Each line from the one that contains "of the upholstered" to the end of the material must be set down exactly, and no line before it.

============================================================

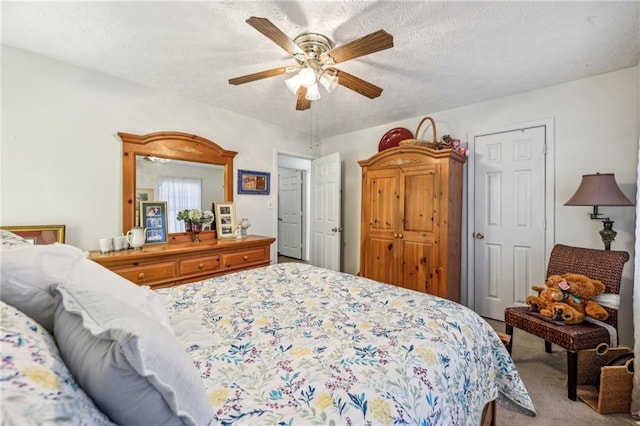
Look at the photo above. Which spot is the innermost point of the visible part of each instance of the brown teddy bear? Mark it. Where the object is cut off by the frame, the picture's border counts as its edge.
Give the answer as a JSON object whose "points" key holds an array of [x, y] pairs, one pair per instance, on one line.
{"points": [[551, 293], [577, 303]]}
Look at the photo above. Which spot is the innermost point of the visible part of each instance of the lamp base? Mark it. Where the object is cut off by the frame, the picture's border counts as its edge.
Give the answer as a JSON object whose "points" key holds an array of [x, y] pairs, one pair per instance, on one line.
{"points": [[607, 234]]}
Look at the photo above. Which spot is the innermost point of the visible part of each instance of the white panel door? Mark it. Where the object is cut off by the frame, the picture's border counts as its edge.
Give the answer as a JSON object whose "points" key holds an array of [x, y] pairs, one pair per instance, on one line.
{"points": [[326, 212], [509, 231], [290, 213]]}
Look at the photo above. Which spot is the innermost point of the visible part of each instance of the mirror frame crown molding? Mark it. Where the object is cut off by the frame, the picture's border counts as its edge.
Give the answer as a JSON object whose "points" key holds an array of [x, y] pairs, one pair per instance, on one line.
{"points": [[172, 145]]}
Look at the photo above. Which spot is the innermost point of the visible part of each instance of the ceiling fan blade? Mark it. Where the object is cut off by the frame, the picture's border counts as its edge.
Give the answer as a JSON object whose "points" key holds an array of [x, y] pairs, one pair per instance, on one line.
{"points": [[259, 75], [274, 34], [302, 103], [374, 42], [358, 85]]}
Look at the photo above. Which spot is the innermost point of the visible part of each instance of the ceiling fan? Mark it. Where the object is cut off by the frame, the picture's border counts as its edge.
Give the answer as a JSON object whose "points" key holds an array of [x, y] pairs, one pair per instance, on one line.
{"points": [[315, 57]]}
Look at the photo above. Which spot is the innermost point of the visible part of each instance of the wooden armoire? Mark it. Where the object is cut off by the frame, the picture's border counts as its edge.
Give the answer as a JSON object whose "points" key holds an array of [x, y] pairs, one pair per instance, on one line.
{"points": [[412, 218]]}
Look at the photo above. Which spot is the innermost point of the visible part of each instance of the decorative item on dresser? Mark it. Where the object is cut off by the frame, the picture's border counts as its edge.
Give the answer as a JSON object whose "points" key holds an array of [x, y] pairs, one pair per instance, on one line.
{"points": [[167, 265], [411, 219]]}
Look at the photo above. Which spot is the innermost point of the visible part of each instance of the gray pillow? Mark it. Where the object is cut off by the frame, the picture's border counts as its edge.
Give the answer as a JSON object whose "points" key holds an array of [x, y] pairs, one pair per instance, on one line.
{"points": [[134, 369], [30, 273]]}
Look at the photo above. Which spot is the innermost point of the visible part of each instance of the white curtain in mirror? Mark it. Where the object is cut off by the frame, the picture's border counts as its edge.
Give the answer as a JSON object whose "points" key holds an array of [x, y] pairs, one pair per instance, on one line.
{"points": [[180, 194], [635, 394]]}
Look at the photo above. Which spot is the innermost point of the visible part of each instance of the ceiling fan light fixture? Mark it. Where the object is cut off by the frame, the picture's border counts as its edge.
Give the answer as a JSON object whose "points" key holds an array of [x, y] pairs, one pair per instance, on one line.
{"points": [[329, 80], [294, 83], [307, 76], [313, 92]]}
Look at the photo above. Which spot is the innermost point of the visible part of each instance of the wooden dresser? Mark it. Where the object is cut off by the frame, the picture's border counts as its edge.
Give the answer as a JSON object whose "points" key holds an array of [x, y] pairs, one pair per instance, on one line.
{"points": [[411, 219], [167, 265]]}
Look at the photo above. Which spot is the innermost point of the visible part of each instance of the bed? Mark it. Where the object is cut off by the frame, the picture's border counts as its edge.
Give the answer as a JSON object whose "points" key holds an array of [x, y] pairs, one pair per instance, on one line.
{"points": [[286, 344]]}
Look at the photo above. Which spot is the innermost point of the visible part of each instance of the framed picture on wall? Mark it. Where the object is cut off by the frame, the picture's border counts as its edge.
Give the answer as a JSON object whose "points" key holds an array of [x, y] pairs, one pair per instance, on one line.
{"points": [[225, 220], [250, 182], [153, 216], [39, 234]]}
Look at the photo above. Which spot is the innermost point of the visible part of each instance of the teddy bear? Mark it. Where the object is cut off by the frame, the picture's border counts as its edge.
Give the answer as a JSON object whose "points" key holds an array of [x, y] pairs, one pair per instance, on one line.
{"points": [[577, 302], [551, 293]]}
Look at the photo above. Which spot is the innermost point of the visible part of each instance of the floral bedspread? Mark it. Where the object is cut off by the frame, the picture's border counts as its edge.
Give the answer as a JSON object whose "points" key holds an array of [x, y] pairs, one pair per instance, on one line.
{"points": [[292, 344]]}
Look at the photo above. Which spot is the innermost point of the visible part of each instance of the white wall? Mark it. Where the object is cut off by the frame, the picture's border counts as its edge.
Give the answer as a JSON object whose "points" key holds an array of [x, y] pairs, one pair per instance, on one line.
{"points": [[596, 131], [61, 157]]}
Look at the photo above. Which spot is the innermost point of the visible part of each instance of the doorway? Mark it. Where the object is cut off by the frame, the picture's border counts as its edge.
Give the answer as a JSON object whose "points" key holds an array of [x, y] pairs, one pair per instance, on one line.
{"points": [[293, 208], [511, 181], [291, 217]]}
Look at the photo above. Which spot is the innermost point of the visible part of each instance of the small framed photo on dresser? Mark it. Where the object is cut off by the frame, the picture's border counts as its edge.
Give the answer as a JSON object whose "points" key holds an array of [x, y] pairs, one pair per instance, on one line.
{"points": [[153, 216], [225, 220]]}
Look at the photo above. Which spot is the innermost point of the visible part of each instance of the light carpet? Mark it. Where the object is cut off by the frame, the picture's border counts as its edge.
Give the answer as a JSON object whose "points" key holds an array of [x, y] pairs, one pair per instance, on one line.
{"points": [[544, 376]]}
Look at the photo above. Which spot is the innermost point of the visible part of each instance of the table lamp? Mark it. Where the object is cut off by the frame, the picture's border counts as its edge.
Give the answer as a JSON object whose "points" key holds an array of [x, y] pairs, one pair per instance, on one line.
{"points": [[596, 190]]}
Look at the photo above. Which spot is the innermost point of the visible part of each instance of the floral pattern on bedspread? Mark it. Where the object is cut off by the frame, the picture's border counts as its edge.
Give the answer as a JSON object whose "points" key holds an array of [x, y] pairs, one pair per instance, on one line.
{"points": [[36, 387], [293, 344]]}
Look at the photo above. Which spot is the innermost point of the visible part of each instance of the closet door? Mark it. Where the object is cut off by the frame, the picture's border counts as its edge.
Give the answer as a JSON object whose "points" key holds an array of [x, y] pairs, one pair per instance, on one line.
{"points": [[420, 224], [380, 222]]}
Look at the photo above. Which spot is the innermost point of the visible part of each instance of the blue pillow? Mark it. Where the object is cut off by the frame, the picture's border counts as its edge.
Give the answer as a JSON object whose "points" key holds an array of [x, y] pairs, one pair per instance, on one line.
{"points": [[134, 368]]}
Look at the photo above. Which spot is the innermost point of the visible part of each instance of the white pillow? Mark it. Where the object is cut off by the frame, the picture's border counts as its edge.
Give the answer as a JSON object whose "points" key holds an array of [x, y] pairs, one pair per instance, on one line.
{"points": [[132, 367], [37, 387], [30, 273], [11, 240]]}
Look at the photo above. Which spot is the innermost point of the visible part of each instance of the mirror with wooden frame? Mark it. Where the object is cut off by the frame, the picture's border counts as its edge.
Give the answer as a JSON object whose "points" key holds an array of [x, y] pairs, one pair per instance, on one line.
{"points": [[187, 155]]}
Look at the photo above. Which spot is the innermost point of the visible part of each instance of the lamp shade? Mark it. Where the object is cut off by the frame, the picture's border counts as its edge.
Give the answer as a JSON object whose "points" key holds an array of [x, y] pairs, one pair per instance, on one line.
{"points": [[599, 190], [313, 93], [294, 83]]}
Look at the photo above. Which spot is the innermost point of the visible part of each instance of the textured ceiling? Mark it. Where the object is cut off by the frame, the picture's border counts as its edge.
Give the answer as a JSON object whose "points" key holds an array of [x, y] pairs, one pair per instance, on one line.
{"points": [[445, 54]]}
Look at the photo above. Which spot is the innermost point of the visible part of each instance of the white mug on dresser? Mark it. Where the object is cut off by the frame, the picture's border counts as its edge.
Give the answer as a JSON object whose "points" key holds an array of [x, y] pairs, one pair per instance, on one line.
{"points": [[136, 237], [105, 245], [119, 243]]}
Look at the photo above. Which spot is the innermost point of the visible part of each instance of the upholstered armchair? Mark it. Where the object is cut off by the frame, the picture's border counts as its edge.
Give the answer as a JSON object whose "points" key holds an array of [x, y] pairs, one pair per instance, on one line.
{"points": [[602, 265]]}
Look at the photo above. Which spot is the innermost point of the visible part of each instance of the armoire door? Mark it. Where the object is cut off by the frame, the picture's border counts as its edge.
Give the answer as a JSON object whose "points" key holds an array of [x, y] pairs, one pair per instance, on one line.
{"points": [[380, 218], [419, 201]]}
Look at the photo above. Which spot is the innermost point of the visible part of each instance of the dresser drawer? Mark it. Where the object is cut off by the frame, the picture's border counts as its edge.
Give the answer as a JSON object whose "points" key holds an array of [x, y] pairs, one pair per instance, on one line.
{"points": [[199, 264], [237, 259], [146, 274]]}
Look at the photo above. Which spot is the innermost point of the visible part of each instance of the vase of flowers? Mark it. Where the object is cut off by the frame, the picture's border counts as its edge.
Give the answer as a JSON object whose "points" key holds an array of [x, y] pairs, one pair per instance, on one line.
{"points": [[184, 215], [197, 218]]}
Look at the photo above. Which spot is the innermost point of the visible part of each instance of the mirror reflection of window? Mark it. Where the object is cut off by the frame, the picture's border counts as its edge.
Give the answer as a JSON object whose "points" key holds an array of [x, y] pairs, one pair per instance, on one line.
{"points": [[180, 194], [150, 171]]}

============================================================

• _OUTPUT OF THE EXERCISE_:
Look at the photo above. Which spot is the innermost point of the visible part of each instance of the upholstered armchair? Mark it. Where the object is cut off by the frame, the picture's border counts as its edge.
Give the answer as a JSON object whose "points" key holds an array of [x, y] pairs, one pair per instance, on one line.
{"points": [[602, 265]]}
Look at the photo above. Which spot is the innermost point of the visible part of each instance of the armoire door? Mark it. Where the object is cut off by the frame, the picture's border counts as its edge.
Give the answer as a JSON object whose "points" key holds an array of [x, y] pairs, one pair per instance, on one line.
{"points": [[380, 218], [419, 201]]}
Look at the photo above. Which spot is the innermost point of the visible part of each instance of the dresser drawer? Mark it. Where the object is cut off by the frame, the picture's border counts as its edge.
Give the answer as a JSON object whose "points" key holds an array of [x, y] pairs, one pair per instance, on one line.
{"points": [[199, 264], [237, 259], [146, 274]]}
Look at the photo above. Which spot is the innermost point of the visible part of each instance of the vase of flowers? Mark it. Where the object is cut off by the frame, the picture's border counts as its edge.
Give the answer as a JSON object whose "points" key holds an array of [x, y] pairs, one pair per instance, on one line.
{"points": [[184, 215], [197, 218]]}
Look at the photo above. Which spot is the innermost point of the visible part of each instance of the mirror reflection of window? Mark it. Where the object is cut off by the frame, the picture's border counts as its edge.
Give the answer as a JSON object whose "points" key holds an array of [x, y] pairs, one pair per instance, on one line.
{"points": [[180, 194], [150, 171]]}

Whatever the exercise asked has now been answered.